- Prompt
From the Santa Ana College text below, could you extract word for word the passage starting at "Santa Ana College is also home to the" and ending at "operational in 1967."?

- Excerpted passage
Santa Ana College is a public community college in Santa Ana, California.

History
In 1915, Santa Ana Junior College opened its doors to 25 students as a department of Santa Ana High School.  It was the second community college founded in Orange County, behind Fullerton College, and the fourth oldest in all of California. In 1932, a charter of Gamma Sigma Fraternity International was granted. Beta Alpha Chapter was at the school from 1932 to 1938 but anti-fraternity agitation and lack of communication with the organization in the east made the chapter dormant by 1938. The 1933 Long Beach earthquake damaged the Santa Ana High School building, prompting the campus move to North Main Street where it remained until 1947. A bond issue passed in 1945, paving the way for development of a 48-acre (194,000 m²) campus at its current location. Santa Ana College plays host to Middle College High School, a small alternative high school in the Santa Ana Unified School District in which students can earn their Associate of Arts degree at the same time as their high school diploma. In the late 1970s the college purchased the properties on Martha Lane south of the original campus and that land is now part of the parking lot. Recent years have witnessed the further development of and annexation of adjacent property to the original location.

For a short time, the college was known as Rancho Santiago College, but the name changed back to Santa Ana College in the late 1990s.

In 1985, a satellite campus, what is now called Santiago Canyon College was established in Orange, California.  Santiago Canyon has since grown in size to become a separate college from Santa Ana College (although both colleges are part of the Rancho Santiago Community College District).

Academics
The college has various programs lead to the awarding of associate degrees in Arts and Sciences, as well as vocational certificates.

Santa Ana College is also home to the Tessmann Planetarium which was renovated and now has a state-of-the art planetarium system. It is the largest, both in diameter (30 ft) and seating capacity planetarium in the County of Orange CA. It was completed and became operational in 1967.

Santa Ana College is also home to Around and About Orange County News and Noticiero Latino del Condado de Orange (NLCO), student-produced weekly news shows. NLCO became the first Spanish language college newscast produced by a community college.

- Provided data
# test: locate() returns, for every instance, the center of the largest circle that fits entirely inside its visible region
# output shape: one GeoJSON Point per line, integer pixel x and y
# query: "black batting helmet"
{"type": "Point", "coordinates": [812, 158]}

- Solution to this exercise
Santa Ana College is also home to the Tessmann Planetarium which was renovated and now has a state-of-the art planetarium system. It is the largest, both in diameter (30 ft) and seating capacity planetarium in the County of Orange CA. It was completed and became operational in 1967.